EXERCISES:
**A.** Answer these questions from the vaping forum thread:
(i) What resistance does Yiannaki give for the rebuilt coil?
(ii) Which juice does Rob Fisher say he will probably only ever vape?
(iii) What does BumbleBee say the grape flavor tastes like?
**B.** Extend the vaping forum thread, picking up after its final line.

EXTRACTED TEXT:
==*==

Awesome reviews. That is one mean taste box.

Reactions: Like 1


----------



## Yiannaki (10/8/14)

The Inhaler said:


> Awesome reviews. That is one mean taste box.


Thanks man  I appreciate it.

I don't quite have the ability like @Silver does of describing what he's tasting but I'm giving it my best shot

Reactions: Like 1 | Winner 1 | Funny 1


----------



## Yiannaki (10/8/14)

I was getting a whole bag of mix tastes now when going back to my strawnilla so I've rebuilt. 

0.8 x 0.1 mm ribbon, 2mm Ewokfur, ugly coil. 0.83 ohms

Tomorrow's flavours will be sampled on this setup.


----------



## BumbleBee (10/8/14)

Great reviews @Yiannaki , VM Orange is going on my to do list. I'm not a big citrus fan but I've found that it's best to try everything and this one is speaking to me.

I also knew that I wasn't going to like banana vapes as I despise banana flavoured stuff until I had the opportunity to try some, if you haven't yet tried Lekka Vapours Elvis' Breakfast then do yourself a favour and buy some.

Sorry, didn't mean to hijack your thread... you may continue


----------



## Yiannaki (11/8/14)

BumbleBee said:


> Great reviews @Yiannaki , VM Orange is going on my to do list. I'm not a big citrus fan but I've found that it's best to try everything and this one is speaking to me.
> 
> I also knew that I wasn't going to like banana vapes as I despise banana flavoured stuff until I had the opportunity to try some, if you haven't yet tried Lekka Vapours Elvis' Breakfast then do yourself a favour and buy some.
> 
> Sorry, didn't mean to hijack your thread... you may continue


Thanks mate 

You're definitely not high jacking this thread. I want it to be a conversation and not a monologue  So member input is encouraged!

I hear you on the elvis's breakfast. It is delicious!! It's definitely on my all time top 10 flavours. I just need it in 18mg 

If you're feeling adventurous for some citrus style juices, Just B's Naartjie and Maartjie are a must!

Reactions: Like 1


----------



## Rob Fisher (11/8/14)

Yiannaki said:


> If you're feeling adventurous for some citrus style juices, Just B's Naartjie and Maartjie are a must!


 
John I'll send you a bottle of @Just B Maartjie with you parcel that should head your way this coming week. I liked it but I have realised that I will probably only ever Vape my Menthol Ice so you can have mine!

Reactions: Like 2


----------



## Yiannaki (11/8/14)

Rob Fisher said:


> John I'll send you a bottle of @Just B Maartjie with you parcel that should head your way this coming week. I liked it but I have realised that I will probably only ever Vape my Menthol Ice so you can have mine!


Wow!! Thanks so much @Rob Fisher that's super kind of you.

I can't say no to some Maartjie 

Thanks a mil!

Reactions: Like 2


----------



## BumbleBee (11/8/14)

Definitely @Yiannaki , @Just B naartjie is also on my list, along with just about every other flavour in her line  except grape, to me it tastes like new takkies, sorry B, no offence intended.

Reactions: Funny 2


----------



## Yiannaki (11/8/14)

==*==

PROVIDED MATERIAL:
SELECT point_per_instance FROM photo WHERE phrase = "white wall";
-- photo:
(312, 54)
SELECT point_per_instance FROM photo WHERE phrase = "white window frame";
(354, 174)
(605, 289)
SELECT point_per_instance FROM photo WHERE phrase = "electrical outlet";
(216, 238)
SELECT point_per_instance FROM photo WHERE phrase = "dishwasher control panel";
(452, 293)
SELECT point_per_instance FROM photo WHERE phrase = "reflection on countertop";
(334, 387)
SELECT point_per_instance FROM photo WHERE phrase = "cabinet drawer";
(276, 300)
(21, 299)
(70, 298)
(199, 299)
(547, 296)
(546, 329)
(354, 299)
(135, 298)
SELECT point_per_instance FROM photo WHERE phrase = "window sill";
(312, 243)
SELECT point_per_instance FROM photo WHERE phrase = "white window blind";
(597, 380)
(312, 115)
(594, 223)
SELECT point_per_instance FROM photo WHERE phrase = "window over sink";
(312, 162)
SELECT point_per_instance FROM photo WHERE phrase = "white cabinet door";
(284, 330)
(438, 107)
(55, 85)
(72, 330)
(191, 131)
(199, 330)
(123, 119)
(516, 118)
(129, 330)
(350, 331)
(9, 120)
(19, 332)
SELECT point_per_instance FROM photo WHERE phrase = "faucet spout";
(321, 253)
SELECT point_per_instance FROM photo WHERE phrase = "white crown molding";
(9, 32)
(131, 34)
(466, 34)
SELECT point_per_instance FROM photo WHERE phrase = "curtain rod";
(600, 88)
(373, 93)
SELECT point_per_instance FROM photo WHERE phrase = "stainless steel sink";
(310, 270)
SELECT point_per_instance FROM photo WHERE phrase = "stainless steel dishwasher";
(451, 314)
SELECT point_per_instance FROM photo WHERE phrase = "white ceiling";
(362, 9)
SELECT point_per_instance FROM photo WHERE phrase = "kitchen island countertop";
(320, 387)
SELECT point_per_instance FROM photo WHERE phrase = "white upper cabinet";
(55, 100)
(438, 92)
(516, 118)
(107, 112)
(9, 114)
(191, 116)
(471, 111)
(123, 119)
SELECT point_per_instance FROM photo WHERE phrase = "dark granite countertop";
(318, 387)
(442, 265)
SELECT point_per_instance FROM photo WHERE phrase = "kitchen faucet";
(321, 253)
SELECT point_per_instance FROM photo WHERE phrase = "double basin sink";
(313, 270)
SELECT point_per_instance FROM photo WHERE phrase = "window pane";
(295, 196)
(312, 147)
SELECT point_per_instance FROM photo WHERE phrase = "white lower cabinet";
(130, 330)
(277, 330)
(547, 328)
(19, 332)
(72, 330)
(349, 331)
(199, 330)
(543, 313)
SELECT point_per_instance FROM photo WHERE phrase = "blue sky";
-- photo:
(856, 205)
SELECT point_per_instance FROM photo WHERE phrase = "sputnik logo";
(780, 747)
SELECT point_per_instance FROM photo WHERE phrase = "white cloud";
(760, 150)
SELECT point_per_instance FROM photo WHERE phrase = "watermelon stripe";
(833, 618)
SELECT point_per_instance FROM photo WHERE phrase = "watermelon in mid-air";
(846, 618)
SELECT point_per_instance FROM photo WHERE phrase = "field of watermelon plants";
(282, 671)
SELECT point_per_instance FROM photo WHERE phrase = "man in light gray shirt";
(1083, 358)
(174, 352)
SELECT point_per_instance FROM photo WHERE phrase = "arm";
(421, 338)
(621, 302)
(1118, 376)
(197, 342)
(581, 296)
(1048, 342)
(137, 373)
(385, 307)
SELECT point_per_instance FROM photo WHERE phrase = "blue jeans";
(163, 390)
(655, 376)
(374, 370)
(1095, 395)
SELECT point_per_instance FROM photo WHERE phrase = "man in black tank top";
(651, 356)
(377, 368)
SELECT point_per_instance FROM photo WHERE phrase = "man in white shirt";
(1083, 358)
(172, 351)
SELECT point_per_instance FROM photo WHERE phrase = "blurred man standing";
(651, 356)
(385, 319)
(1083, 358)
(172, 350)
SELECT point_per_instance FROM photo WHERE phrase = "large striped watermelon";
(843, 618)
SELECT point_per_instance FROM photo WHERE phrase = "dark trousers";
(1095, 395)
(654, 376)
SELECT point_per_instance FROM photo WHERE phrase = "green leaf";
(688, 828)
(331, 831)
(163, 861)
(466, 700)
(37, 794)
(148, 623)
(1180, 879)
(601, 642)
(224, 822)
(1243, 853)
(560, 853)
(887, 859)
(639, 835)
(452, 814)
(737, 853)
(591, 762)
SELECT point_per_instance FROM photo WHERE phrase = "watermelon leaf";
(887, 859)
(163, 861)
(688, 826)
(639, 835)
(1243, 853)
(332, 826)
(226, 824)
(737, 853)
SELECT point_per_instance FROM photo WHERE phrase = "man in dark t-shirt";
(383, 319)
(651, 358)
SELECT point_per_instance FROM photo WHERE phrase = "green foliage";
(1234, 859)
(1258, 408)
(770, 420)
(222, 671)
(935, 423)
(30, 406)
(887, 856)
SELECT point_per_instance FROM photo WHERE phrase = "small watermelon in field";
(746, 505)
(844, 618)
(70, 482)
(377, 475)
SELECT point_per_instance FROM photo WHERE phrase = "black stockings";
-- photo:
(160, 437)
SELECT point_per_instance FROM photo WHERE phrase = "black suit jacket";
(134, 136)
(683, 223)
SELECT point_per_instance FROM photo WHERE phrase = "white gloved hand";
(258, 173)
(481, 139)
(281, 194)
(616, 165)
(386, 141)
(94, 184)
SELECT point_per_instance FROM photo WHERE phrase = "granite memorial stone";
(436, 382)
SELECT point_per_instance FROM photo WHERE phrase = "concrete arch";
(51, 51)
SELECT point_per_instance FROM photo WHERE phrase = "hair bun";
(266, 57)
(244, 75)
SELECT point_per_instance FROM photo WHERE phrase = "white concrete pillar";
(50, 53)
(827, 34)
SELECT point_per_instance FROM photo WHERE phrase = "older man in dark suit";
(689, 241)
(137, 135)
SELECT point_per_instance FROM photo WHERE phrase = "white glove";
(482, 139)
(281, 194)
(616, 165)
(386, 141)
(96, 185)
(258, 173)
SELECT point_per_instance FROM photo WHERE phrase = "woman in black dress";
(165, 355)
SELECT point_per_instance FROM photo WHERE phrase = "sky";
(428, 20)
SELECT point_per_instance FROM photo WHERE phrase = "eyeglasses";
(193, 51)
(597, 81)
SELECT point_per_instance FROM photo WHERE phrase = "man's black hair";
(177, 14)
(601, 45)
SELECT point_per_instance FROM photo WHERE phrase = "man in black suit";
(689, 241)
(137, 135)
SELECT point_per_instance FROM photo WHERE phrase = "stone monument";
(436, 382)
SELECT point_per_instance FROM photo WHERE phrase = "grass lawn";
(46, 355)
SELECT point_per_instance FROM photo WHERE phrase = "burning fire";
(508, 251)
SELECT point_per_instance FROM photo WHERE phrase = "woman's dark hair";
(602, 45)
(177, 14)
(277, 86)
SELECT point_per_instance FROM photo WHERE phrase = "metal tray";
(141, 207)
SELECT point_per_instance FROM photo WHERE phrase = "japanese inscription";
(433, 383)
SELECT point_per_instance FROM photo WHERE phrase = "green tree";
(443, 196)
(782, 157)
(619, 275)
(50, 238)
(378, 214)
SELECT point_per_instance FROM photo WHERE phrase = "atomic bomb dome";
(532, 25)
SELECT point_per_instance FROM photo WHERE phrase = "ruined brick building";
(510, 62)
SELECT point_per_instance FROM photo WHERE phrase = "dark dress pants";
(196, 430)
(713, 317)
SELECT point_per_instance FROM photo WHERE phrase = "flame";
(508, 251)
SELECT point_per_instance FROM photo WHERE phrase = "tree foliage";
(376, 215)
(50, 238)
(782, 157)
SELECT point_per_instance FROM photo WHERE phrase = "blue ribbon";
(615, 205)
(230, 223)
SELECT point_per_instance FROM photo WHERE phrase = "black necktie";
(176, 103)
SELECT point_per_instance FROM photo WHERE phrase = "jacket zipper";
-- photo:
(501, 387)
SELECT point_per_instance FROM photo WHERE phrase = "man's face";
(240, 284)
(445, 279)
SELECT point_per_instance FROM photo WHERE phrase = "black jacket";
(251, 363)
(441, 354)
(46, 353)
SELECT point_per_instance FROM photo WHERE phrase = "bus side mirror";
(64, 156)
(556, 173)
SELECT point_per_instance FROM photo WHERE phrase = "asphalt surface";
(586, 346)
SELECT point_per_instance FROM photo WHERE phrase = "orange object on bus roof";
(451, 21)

==*==

RESULTS OF THE TASKS:
**A.**
(i) 0.83 ohms
(ii) Menthol Ice
(iii) New takkies

**B.**
BumbleBee said:


> Definitely @Yiannaki , @Just B naartjie is also on my list, along with just about every other flavour in her line  except grape, to me it tastes like new takkies, sorry B, no offence intended.


Lol. Noted. I'll stick to buying new takkies and not vape them 

Speaking of @JustB I think it's time the condensed milk comes out of its dark corner and into the reo

Reactions: Agree 2


----------



## johan (11/8/14)

Yiannaki said:


> Company: Eciggies
> Product Name: Toro Rouge
> 
> 
> ...


1.8% = 18mg 

via Tapatalk

Reactions: Like 1


----------



## Rob Fisher (11/8/14)

Yiannaki said:


> Speaking of @JustB I think it's time the condensed milk comes out of its dark corner and into the reo


 
Ditto! I have had mine for a week and a bit now... just don't want to spoil the effect because I hear it needs a week or two to steep... so I'll hang on for another few days!

Reactions: Like 1


----------



## Just B (11/8/14)

Morning @BumbleBee. No offense taken on my grape, but I must admit I am glad they taste like* NEW* takkies and not *OLD* takkies - now that would have been insulting

Reactions: Agree 1 | Winner 1 | Funny 1


----------



## Yiannaki (11/8/14)

johan said:


> 1.8% = 18mg
> 
> via Tapatalk


Woopsie. Make sense now  I feel dumb for not knowing that 


Rob Fisher said:


> Ditto! I have had mine for a week and a bit now... just don't want to spoil the effect because I hear it needs a week or two to steep... so I'll hang on for another few days!


Rob, please share your thoughts once you do give it a good go!

Reactions: Agree 1


----------



## BumbleBee (11/8/14)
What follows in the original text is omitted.